- EXERCISE PROMPT
Convert the lines below into a JSON list of strings, one string per line, leaving out any blank lines.

- DATASET RECORDS

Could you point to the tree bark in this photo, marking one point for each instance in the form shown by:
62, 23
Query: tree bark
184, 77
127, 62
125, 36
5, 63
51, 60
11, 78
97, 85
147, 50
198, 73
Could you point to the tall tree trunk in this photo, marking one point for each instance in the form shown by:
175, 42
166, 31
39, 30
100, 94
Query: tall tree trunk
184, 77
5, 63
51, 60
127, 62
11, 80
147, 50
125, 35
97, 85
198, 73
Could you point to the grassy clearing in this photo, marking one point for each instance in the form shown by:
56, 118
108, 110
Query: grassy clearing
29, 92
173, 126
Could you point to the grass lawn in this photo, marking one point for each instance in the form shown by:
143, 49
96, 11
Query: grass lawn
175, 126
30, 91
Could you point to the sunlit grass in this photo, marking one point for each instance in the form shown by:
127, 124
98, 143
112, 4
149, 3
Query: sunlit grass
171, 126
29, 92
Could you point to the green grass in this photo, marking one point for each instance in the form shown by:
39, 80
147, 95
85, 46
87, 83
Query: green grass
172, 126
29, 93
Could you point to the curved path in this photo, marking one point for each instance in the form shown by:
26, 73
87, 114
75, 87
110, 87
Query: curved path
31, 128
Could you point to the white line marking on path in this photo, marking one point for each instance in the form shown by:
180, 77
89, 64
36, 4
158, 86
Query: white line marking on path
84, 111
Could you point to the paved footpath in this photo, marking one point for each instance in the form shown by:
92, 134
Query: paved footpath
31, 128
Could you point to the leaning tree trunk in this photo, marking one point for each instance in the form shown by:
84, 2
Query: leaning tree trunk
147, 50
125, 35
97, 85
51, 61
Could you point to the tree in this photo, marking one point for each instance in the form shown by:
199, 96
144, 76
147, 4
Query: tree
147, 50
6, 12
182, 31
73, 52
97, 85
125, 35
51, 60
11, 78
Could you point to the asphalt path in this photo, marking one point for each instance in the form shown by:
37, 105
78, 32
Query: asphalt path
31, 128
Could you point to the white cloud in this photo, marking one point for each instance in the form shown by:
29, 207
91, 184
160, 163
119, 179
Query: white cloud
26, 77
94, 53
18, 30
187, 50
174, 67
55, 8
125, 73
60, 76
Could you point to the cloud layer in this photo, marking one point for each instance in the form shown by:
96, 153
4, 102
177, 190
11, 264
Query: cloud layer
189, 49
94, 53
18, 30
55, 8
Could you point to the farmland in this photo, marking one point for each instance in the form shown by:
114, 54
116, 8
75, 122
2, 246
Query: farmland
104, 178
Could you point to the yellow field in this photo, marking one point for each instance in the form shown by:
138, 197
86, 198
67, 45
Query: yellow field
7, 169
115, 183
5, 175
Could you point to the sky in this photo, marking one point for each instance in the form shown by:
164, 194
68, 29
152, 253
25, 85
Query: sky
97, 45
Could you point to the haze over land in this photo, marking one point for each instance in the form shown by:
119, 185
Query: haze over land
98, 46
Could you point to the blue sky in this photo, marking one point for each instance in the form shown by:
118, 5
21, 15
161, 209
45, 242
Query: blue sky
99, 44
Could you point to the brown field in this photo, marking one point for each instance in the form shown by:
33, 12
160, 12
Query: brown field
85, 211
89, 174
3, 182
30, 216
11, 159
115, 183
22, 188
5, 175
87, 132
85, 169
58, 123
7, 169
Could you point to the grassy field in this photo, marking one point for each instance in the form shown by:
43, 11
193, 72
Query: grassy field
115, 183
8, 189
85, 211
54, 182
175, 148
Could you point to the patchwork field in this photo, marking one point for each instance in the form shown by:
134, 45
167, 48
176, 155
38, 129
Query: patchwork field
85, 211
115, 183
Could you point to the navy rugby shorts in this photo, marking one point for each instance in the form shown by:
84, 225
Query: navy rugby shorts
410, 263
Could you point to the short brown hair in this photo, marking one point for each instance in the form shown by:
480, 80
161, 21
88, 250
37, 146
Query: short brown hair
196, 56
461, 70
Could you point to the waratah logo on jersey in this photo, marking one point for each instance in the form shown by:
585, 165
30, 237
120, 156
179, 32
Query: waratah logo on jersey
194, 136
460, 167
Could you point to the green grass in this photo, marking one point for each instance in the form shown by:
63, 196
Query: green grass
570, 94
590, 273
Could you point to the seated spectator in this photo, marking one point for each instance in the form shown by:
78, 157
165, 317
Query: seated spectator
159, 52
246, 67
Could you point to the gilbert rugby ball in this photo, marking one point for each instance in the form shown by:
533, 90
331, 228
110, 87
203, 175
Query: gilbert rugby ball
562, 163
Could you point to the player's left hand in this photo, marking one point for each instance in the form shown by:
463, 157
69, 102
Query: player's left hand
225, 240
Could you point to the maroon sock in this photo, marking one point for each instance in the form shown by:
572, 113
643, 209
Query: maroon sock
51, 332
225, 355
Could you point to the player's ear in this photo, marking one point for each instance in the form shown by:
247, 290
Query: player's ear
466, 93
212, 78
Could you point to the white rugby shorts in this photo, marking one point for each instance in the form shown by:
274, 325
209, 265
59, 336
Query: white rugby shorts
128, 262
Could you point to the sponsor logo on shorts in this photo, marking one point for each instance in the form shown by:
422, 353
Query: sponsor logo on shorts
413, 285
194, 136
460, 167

- ANSWER IN FULL
[
  "Could you point to the tree bark in this photo, marking one point for each instance in the form shown by:",
  "62, 23",
  "Query: tree bark",
  "184, 77",
  "127, 62",
  "125, 36",
  "5, 63",
  "51, 60",
  "11, 78",
  "97, 85",
  "147, 50",
  "198, 73",
  "Could you point to the tall tree trunk in this photo, marking one point for each instance in the form shown by:",
  "175, 42",
  "166, 31",
  "39, 30",
  "100, 94",
  "Query: tall tree trunk",
  "184, 77",
  "5, 63",
  "51, 60",
  "127, 62",
  "11, 80",
  "147, 50",
  "125, 35",
  "97, 85",
  "198, 73",
  "Could you point to the grassy clearing in this photo, marking one point for each instance in the form shown by:",
  "56, 118",
  "108, 110",
  "Query: grassy clearing",
  "29, 92",
  "173, 126",
  "Could you point to the grass lawn in this photo, marking one point for each instance in the form shown by:",
  "143, 49",
  "96, 11",
  "Query: grass lawn",
  "175, 126",
  "30, 91",
  "Could you point to the sunlit grass in this photo, marking one point for each instance in the form shown by:",
  "127, 124",
  "98, 143",
  "112, 4",
  "149, 3",
  "Query: sunlit grass",
  "171, 126",
  "29, 92",
  "Could you point to the green grass in this photo, marking one point for each instance in the form shown by:",
  "39, 80",
  "147, 95",
  "85, 46",
  "87, 83",
  "Query: green grass",
  "172, 126",
  "29, 93",
  "Could you point to the curved path in this photo, marking one point for each instance in the form shown by:",
  "26, 73",
  "87, 114",
  "75, 87",
  "110, 87",
  "Query: curved path",
  "31, 128",
  "Could you point to the white line marking on path in this photo, marking one point for each instance in the form shown by:",
  "180, 77",
  "89, 64",
  "36, 4",
  "158, 86",
  "Query: white line marking on path",
  "84, 111",
  "Could you point to the paved footpath in this photo, marking one point for each instance in the form shown by:",
  "92, 134",
  "Query: paved footpath",
  "31, 128",
  "Could you point to the leaning tree trunk in this photo, marking one point for each instance in the form shown by:",
  "84, 2",
  "Query: leaning tree trunk",
  "147, 50",
  "125, 35",
  "97, 85",
  "51, 61",
  "Could you point to the tree in this photo, marking one point for each instance in the form shown by:",
  "199, 96",
  "144, 76",
  "147, 4",
  "Query: tree",
  "147, 50",
  "6, 12",
  "182, 31",
  "73, 52",
  "97, 85",
  "125, 35",
  "51, 60",
  "11, 78",
  "Could you point to the asphalt path in this photo, marking one point for each instance in the form shown by:",
  "37, 105",
  "78, 32",
  "Query: asphalt path",
  "31, 128",
  "Could you point to the white cloud in this photo, marking one point for each instance in the form shown by:",
  "29, 207",
  "91, 184",
  "160, 163",
  "119, 179",
  "Query: white cloud",
  "26, 77",
  "94, 53",
  "18, 30",
  "187, 50",
  "174, 67",
  "55, 8",
  "125, 73",
  "60, 76",
  "Could you point to the cloud layer in this photo, marking one point for each instance in the form shown by:",
  "96, 153",
  "4, 102",
  "177, 190",
  "11, 264",
  "Query: cloud layer",
  "189, 49",
  "94, 53",
  "18, 30",
  "55, 8",
  "Could you point to the farmland in this photo, marking one point for each instance in the form shown by:",
  "114, 54",
  "116, 8",
  "75, 122",
  "2, 246",
  "Query: farmland",
  "104, 178",
  "Could you point to the yellow field in this photo, marking one point for each instance in the form shown by:",
  "138, 197",
  "86, 198",
  "67, 45",
  "Query: yellow field",
  "7, 169",
  "115, 183",
  "5, 175",
  "Could you point to the sky in this photo, marking one point for each instance in the form shown by:",
  "164, 194",
  "68, 29",
  "152, 253",
  "25, 85",
  "Query: sky",
  "97, 45",
  "Could you point to the haze over land in this photo, marking one point for each instance in the form shown by:",
  "119, 185",
  "Query: haze over land",
  "98, 46",
  "Could you point to the blue sky in this photo, marking one point for each instance in the form shown by:",
  "118, 5",
  "21, 15",
  "161, 209",
  "45, 242",
  "Query: blue sky",
  "99, 44",
  "Could you point to the brown field in this photo, marking one point for each instance in the form shown by:",
  "33, 12",
  "160, 12",
  "Query: brown field",
  "85, 211",
  "89, 174",
  "3, 182",
  "30, 216",
  "11, 159",
  "115, 183",
  "22, 188",
  "5, 175",
  "87, 132",
  "85, 169",
  "58, 123",
  "7, 169",
  "Could you point to the grassy field in this photo, marking one point for each instance in the form shown by:",
  "43, 11",
  "193, 72",
  "Query: grassy field",
  "115, 183",
  "8, 189",
  "85, 211",
  "54, 182",
  "175, 148",
  "Could you point to the patchwork field in this photo, marking one point for each instance in the form shown by:",
  "134, 45",
  "167, 48",
  "176, 155",
  "38, 129",
  "Query: patchwork field",
  "85, 211",
  "115, 183",
  "Could you point to the navy rugby shorts in this photo, marking one point for each instance in the form shown by:",
  "84, 225",
  "Query: navy rugby shorts",
  "410, 263",
  "Could you point to the short brown hair in this photo, marking one point for each instance in the form shown by:",
  "480, 80",
  "161, 21",
  "88, 250",
  "37, 146",
  "Query: short brown hair",
  "196, 56",
  "461, 70",
  "Could you point to the waratah logo on jersey in this photo, marking one point for each instance in the form shown by:",
  "585, 165",
  "30, 237",
  "120, 156",
  "179, 32",
  "Query: waratah logo on jersey",
  "194, 136",
  "460, 167",
  "Could you point to the green grass in this photo, marking one point for each instance in the form shown by:",
  "63, 196",
  "Query: green grass",
  "570, 94",
  "590, 273",
  "Could you point to the seated spectator in this photo, marking one point for each instance in the form shown by:",
  "78, 157",
  "165, 317",
  "Query: seated spectator",
  "159, 52",
  "246, 67",
  "Could you point to the gilbert rugby ball in this photo, marking one point for each instance in the form shown by:",
  "533, 90",
  "331, 228",
  "110, 87",
  "203, 175",
  "Query: gilbert rugby ball",
  "562, 163",
  "Could you point to the player's left hand in this photo, marking one point for each instance in the form shown by:",
  "463, 157",
  "69, 102",
  "Query: player's left hand",
  "225, 240",
  "Could you point to the maroon sock in this photo, marking one point for each instance in the form shown by:",
  "572, 113",
  "643, 209",
  "Query: maroon sock",
  "51, 332",
  "225, 355",
  "Could you point to the player's ear in this photo, marking one point for each instance in the form shown by:",
  "247, 290",
  "Query: player's ear",
  "466, 93",
  "212, 78",
  "Could you point to the white rugby shorts in this photo, marking one point for each instance in the form shown by:",
  "274, 325",
  "209, 265",
  "59, 336",
  "Query: white rugby shorts",
  "128, 262",
  "Could you point to the sponsor logo on shorts in this photo, marking one point for each instance in the form shown by:",
  "422, 353",
  "Query: sponsor logo on shorts",
  "413, 285",
  "194, 136",
  "460, 167"
]